_SOURCE EXTRACT_
____

Depression and anxiety affects many people in the United States and anyone can fall into their deadly grips. According to the National Institute of Mental Health (NIMH) about 25% of US adults struggle with depression, anxiety or some combination of both. What is even more staggering is 50 to 60% of people living with depression and/or anxiety receive no mental health services.
How are depression and anxiety similar? According to the author Laurie Myers depression and anxiety share a psychological component. This simply means both mental health conditions often creates isolation and prevents people’s ability to be in the present moment. This doesn’t mean there aren’t any differences because anxiety and depression differ greatly. The nice thing about this article is that it does highlight the commonalities between them thus healing approaches are beneficial for both.
According to Meyer’s mindfulness techniques helps decrease negative self-talk. Mindfulness tools help center people to become aware of their thoughts and rumination patterns. Another useful tool is having clients build a family tree that promotes exploration how these two conditions have a genetic component to them. This is helpful for people experiencing intense shame around their mental illness. Helping our clients understand that they can take their power back by implementing a healthy regime (diet, exercise, getting enough sleep). Having this regiment helps the brain regulate emotions.

____

_WORK TO COMPLETE_
1. According to the passage on depression and anxiety, what percentage of US adults struggle with depression, anxiety or both?
2. Summarize the passage on depression and anxiety in two sentences.
3. Extend the passage on depression and anxiety, starting after its final sentence.

Point localization data:

____

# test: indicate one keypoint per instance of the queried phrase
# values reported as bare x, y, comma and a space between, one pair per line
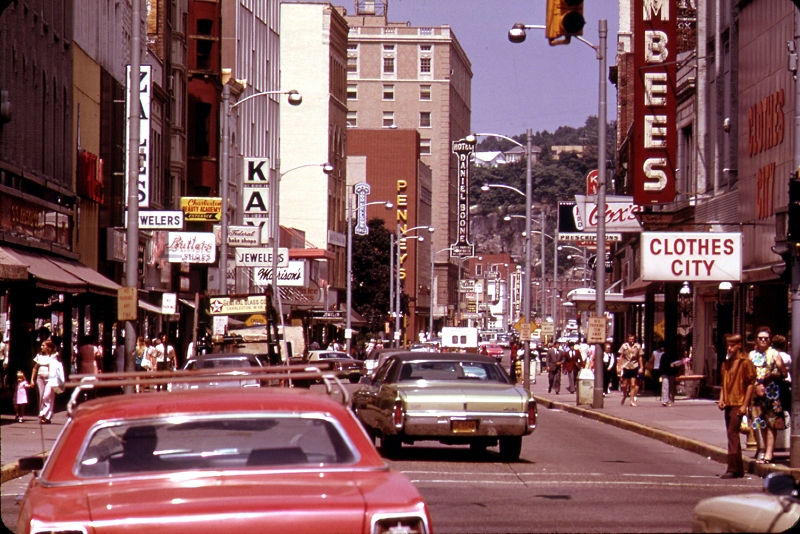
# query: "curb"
703, 449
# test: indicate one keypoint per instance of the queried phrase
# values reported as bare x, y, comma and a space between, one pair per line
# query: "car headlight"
399, 524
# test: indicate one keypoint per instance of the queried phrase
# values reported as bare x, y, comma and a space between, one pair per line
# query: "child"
20, 395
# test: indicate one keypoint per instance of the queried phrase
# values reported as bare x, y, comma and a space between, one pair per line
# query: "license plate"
464, 427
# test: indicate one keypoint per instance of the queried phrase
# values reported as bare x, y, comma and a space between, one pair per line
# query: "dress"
21, 392
767, 408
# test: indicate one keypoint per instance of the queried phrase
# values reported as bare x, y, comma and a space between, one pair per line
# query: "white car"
775, 510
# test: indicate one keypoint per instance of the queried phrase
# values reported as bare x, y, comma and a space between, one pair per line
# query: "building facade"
401, 76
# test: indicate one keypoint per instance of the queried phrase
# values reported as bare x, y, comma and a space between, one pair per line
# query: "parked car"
217, 460
492, 349
226, 363
340, 362
775, 510
454, 398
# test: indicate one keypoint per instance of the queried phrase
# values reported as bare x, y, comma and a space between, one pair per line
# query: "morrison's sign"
654, 146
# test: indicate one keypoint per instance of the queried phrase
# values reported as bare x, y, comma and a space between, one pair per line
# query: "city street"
575, 475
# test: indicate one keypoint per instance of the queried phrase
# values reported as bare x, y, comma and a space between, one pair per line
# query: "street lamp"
526, 374
402, 235
348, 324
517, 35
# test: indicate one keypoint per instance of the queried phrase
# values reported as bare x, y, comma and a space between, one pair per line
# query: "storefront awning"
58, 274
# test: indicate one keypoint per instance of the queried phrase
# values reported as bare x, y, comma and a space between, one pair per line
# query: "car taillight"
533, 414
392, 524
399, 414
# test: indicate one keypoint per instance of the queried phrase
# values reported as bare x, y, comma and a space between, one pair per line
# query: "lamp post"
517, 35
134, 134
294, 99
400, 236
526, 298
348, 324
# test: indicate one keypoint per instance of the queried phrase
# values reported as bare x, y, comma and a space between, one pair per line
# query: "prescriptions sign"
691, 257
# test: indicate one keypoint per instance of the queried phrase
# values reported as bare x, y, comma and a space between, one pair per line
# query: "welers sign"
691, 257
654, 150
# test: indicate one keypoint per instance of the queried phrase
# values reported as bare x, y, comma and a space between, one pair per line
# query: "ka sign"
655, 137
691, 257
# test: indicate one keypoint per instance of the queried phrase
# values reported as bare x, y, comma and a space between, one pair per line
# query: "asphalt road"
575, 475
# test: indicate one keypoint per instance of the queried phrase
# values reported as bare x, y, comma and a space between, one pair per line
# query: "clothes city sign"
654, 150
462, 248
691, 257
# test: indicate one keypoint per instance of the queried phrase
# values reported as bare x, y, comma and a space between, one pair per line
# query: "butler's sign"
691, 257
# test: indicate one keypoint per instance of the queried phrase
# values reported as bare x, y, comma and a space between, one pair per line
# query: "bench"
697, 383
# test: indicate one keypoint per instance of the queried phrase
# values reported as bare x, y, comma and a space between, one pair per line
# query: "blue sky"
528, 85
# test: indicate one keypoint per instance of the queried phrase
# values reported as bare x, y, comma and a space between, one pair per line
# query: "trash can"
585, 390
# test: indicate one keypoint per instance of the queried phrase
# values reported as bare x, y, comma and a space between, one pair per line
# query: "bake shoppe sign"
654, 147
691, 257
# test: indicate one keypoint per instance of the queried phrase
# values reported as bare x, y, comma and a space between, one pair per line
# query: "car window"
238, 441
447, 371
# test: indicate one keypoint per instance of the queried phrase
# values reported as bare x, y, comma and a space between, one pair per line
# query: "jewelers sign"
691, 257
191, 247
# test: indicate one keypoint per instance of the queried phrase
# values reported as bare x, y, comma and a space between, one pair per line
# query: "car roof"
443, 356
211, 400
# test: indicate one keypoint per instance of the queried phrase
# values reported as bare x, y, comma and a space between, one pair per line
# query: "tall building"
396, 174
402, 76
313, 58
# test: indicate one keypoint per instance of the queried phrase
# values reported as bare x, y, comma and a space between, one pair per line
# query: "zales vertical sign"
462, 248
655, 132
145, 95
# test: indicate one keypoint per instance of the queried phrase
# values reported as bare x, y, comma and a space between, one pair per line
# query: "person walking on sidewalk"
768, 416
738, 377
630, 362
555, 358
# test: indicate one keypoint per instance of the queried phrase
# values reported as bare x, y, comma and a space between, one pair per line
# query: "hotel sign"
462, 248
654, 147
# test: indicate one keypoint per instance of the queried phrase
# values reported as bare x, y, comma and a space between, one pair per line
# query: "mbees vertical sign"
655, 131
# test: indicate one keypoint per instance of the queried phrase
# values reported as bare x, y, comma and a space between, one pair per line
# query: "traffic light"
793, 228
786, 251
564, 20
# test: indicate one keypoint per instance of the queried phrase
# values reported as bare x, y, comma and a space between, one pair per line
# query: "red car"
218, 460
492, 349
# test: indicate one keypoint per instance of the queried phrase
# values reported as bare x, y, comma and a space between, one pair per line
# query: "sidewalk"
694, 425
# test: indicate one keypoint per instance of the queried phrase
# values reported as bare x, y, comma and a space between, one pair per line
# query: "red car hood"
265, 502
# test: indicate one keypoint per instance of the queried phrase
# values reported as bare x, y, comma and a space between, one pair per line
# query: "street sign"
127, 305
596, 331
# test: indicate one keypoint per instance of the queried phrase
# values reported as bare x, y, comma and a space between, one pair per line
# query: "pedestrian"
738, 375
632, 367
779, 343
41, 374
609, 364
21, 396
670, 366
767, 411
554, 359
654, 364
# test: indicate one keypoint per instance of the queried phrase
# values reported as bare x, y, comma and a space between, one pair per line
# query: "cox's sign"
691, 257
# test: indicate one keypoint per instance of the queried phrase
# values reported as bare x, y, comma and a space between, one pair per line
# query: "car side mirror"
779, 484
31, 463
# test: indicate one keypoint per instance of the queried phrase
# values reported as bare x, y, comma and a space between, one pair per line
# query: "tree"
371, 275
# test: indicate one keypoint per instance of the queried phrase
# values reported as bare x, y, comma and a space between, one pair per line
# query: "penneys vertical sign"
462, 248
655, 131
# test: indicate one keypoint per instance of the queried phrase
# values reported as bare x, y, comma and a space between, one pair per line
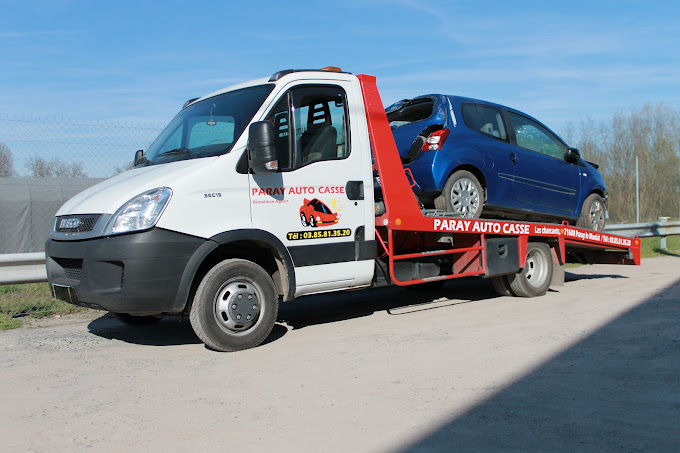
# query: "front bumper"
137, 273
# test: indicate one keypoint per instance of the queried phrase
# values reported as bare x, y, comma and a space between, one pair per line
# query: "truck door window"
280, 118
320, 120
318, 117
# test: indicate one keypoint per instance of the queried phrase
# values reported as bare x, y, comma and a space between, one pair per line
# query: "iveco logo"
69, 224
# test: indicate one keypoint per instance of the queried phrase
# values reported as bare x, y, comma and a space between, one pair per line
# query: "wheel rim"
596, 215
536, 268
237, 306
465, 197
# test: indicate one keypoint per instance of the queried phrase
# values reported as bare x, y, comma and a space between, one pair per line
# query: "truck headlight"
140, 213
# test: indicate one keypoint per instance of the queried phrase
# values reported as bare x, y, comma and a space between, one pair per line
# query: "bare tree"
6, 161
650, 133
41, 168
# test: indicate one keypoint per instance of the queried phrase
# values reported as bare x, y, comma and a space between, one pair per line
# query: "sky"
140, 60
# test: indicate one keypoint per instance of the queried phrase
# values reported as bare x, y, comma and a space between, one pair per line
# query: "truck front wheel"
235, 306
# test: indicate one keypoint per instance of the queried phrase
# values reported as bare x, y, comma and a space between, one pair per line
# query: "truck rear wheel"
235, 306
501, 285
534, 280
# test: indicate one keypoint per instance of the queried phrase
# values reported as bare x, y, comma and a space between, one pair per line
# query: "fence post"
662, 241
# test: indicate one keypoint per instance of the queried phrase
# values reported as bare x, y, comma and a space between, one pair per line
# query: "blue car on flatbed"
476, 158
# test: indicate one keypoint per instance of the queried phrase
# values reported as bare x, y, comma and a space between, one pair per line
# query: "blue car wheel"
462, 194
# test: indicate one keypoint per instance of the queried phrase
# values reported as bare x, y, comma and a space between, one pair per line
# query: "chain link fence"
43, 163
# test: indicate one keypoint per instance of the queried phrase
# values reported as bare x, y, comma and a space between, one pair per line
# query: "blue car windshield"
209, 127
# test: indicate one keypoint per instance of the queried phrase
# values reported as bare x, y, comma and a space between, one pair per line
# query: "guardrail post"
662, 241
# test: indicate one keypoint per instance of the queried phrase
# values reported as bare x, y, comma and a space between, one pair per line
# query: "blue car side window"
533, 136
485, 119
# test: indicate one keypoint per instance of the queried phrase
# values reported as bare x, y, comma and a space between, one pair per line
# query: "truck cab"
140, 243
263, 192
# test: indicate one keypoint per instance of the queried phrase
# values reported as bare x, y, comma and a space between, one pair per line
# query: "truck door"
310, 204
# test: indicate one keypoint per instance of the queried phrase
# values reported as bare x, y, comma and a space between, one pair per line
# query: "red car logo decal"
315, 213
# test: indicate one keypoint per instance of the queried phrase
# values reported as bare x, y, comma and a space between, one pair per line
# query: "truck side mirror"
139, 157
572, 155
262, 156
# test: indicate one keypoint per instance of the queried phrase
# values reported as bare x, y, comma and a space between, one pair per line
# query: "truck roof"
283, 77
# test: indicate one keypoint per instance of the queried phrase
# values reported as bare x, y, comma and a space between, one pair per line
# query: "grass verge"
32, 299
651, 247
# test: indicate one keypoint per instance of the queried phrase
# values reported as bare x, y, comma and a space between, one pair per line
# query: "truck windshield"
209, 127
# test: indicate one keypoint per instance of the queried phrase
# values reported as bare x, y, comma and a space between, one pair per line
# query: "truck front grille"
76, 223
73, 268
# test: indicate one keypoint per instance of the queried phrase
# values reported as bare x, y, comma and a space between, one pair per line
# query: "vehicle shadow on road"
616, 390
345, 305
572, 277
167, 332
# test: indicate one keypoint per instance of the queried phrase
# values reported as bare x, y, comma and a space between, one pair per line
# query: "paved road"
591, 366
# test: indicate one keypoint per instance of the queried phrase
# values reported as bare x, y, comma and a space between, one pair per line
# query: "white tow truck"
274, 189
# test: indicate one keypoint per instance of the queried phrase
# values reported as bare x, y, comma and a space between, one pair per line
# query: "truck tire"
501, 285
534, 280
235, 306
592, 213
462, 194
132, 320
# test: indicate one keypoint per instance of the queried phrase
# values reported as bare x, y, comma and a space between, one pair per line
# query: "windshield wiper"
174, 152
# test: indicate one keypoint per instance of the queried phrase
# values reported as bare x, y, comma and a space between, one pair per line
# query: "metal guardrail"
16, 268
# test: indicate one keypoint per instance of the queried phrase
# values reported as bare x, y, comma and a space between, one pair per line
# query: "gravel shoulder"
591, 366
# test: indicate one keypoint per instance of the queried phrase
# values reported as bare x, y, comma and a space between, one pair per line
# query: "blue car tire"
462, 194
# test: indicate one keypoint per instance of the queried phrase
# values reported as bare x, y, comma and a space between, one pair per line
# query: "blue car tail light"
435, 140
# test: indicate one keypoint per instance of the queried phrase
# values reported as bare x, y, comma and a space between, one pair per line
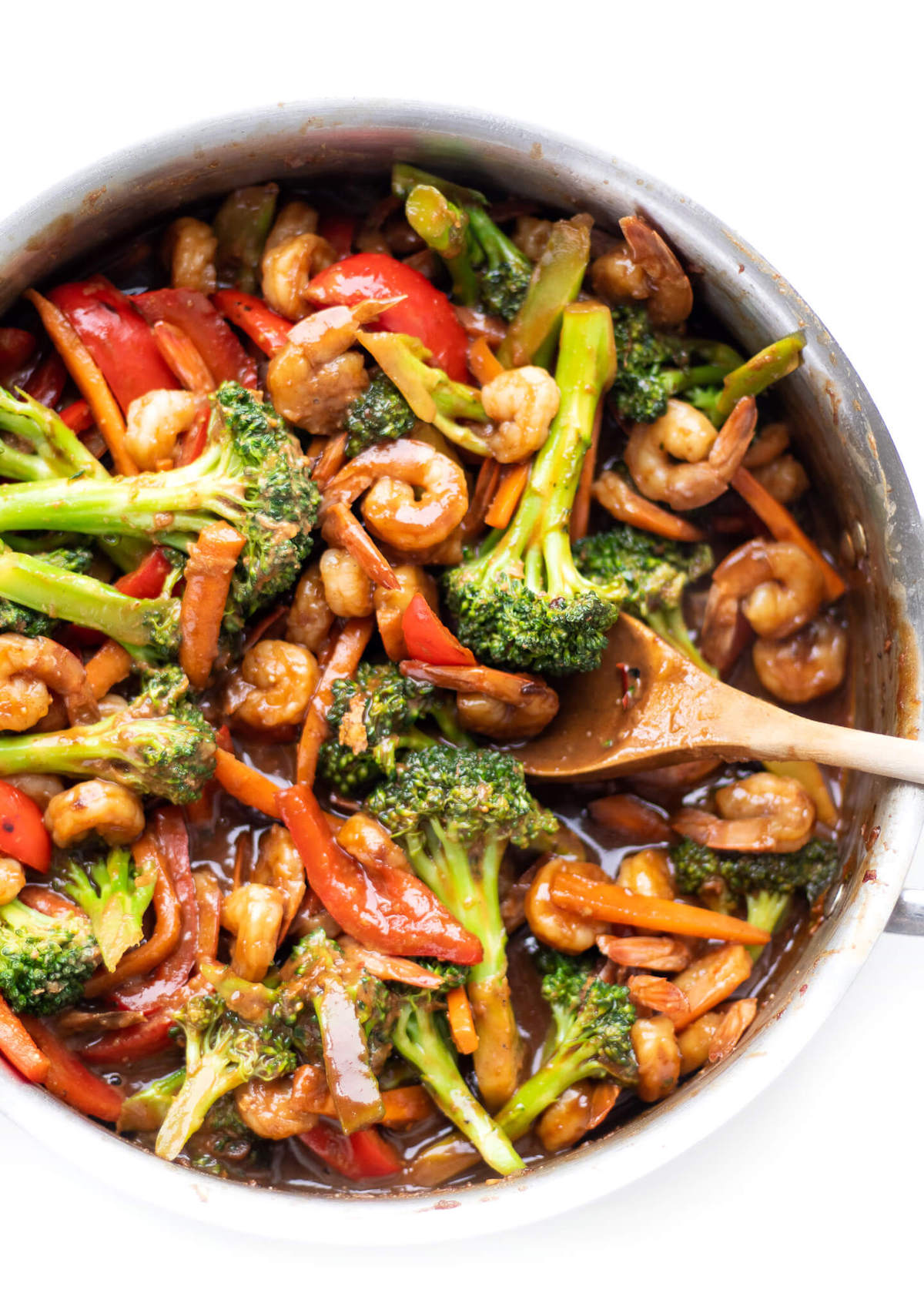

____

_NUMBERED ANSWERS_
1. About 25%, according to the National Institute of Mental Health.

2. About 25% of US adults struggle with depression, anxiety or both, and 50 to 60% of people living with these conditions receive no mental health services. Because the two conditions share a psychological component, healing approaches such as mindfulness, building a family tree to explore their genetic component, and a healthy regime of diet, exercise and sleep can benefit both.

3.
Neurocounseling helps to show the link between the brain structure and chemical processes that influence emotions. Exciting new Studies on the brain is showing a frontal asymmetry and how this affects both anxiety and depression. Out of these studies they have shown that the left frontal lobe is often associated with positive effect and when it is malfunctioning depression can manifest. Having an excessive active right frontal lobe creates anxiety. According to Meyers humans tend to have negative thoughts. Understanding the struggle with negative thoughts and normalizing them to our clients often have positive effects. Teaching muscle relaxation techniques to clients who suffer from anxiety is helpful due to the link between the body and brain. If the body is tense this signals to the brain there is something wrong thus creating anxious feelings.
Meyers concludes by concentrating on women and depression. She feels counselors should understand that there is a gender difference when it comes to depression and anxiety. Meyers believes that women often can suffer through life transition events. Women often transition from being a woman into being mothers and for some this is considered a loss. Another area of awareness that Myers encourages is the link between pregnancy and depression. Postpartum depression is widely known but what isn’t widely known is that women can become depressed during pregnancy. Women with a history of depression are more likely to develop pregnancy related to depression.